** start **
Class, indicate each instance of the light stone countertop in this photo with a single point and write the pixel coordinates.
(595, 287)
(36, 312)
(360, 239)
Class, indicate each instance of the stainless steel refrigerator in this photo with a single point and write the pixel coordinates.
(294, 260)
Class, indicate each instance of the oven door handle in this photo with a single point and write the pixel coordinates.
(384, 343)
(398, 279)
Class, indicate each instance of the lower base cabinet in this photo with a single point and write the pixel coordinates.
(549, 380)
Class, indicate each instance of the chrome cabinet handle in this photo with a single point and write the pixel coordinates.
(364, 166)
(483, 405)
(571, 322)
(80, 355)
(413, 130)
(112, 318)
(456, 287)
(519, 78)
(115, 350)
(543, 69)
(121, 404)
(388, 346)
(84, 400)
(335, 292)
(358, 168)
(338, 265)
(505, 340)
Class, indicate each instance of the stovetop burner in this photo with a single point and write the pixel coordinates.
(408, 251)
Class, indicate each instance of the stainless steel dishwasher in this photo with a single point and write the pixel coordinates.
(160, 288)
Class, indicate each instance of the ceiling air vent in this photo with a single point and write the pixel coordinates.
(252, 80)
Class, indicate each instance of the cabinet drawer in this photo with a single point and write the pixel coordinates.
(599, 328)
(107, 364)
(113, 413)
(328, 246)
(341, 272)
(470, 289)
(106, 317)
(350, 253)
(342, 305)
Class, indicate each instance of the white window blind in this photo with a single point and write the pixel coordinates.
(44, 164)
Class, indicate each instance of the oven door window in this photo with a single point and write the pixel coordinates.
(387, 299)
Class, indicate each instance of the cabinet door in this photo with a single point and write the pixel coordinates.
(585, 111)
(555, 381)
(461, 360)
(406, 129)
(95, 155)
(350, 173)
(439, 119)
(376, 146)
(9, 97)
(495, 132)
** end **
■ Prompt: Rewrite all of the rows above, changing every "stainless steel" to "brushed steel" and leaving everything else untouched.

■ Response to this task:
Class, indicate each instance of the light stone countertop in this photo with a single point and write the pixel coordinates.
(595, 287)
(36, 312)
(360, 239)
Class, indicate each instance of the brushed steel refrigerator in this photo with a single point and write the pixel coordinates.
(294, 260)
Class, indicate each instance of the oven door handle in this photo with a single point and write the pixel coordinates.
(384, 343)
(398, 279)
Class, indicate each instance of the lower base cabinet in this photo with a single point and write the pixel coordinates.
(549, 380)
Class, indicate each instance of the chrome cabinet handle in this photo with a single point and write the pixel coordinates.
(364, 166)
(483, 405)
(571, 322)
(80, 355)
(413, 130)
(112, 318)
(456, 287)
(519, 78)
(115, 350)
(543, 69)
(121, 404)
(388, 346)
(84, 400)
(335, 292)
(358, 168)
(338, 265)
(505, 340)
Class, indicate each instance of the stovetop burner in this photo with a single point and write the pixel coordinates.
(408, 251)
Class, indicate each instance of the brushed steel dishwasher in this photo with a single point and write the pixel coordinates.
(160, 288)
Class, indicate each instance of the ceiling air vent in this photo with a single point and write the pixel coordinates.
(252, 80)
Class, indicate each instance of the cabinet drawer in this photo with a single point and write the pixel coordinates.
(599, 328)
(107, 364)
(113, 413)
(328, 246)
(341, 272)
(470, 289)
(106, 317)
(350, 253)
(342, 305)
Class, indicate each instance of the white window blind in this photo with a single point and write the pixel coordinates.
(44, 164)
Class, indicate each instance of the oven door window in this photo with a single point and write the pixel coordinates.
(387, 299)
Class, indicate each instance of the cabinet door in this photo with a single point and write the pixel coordinates.
(585, 111)
(555, 381)
(461, 360)
(406, 129)
(95, 155)
(350, 173)
(439, 119)
(376, 146)
(9, 97)
(495, 132)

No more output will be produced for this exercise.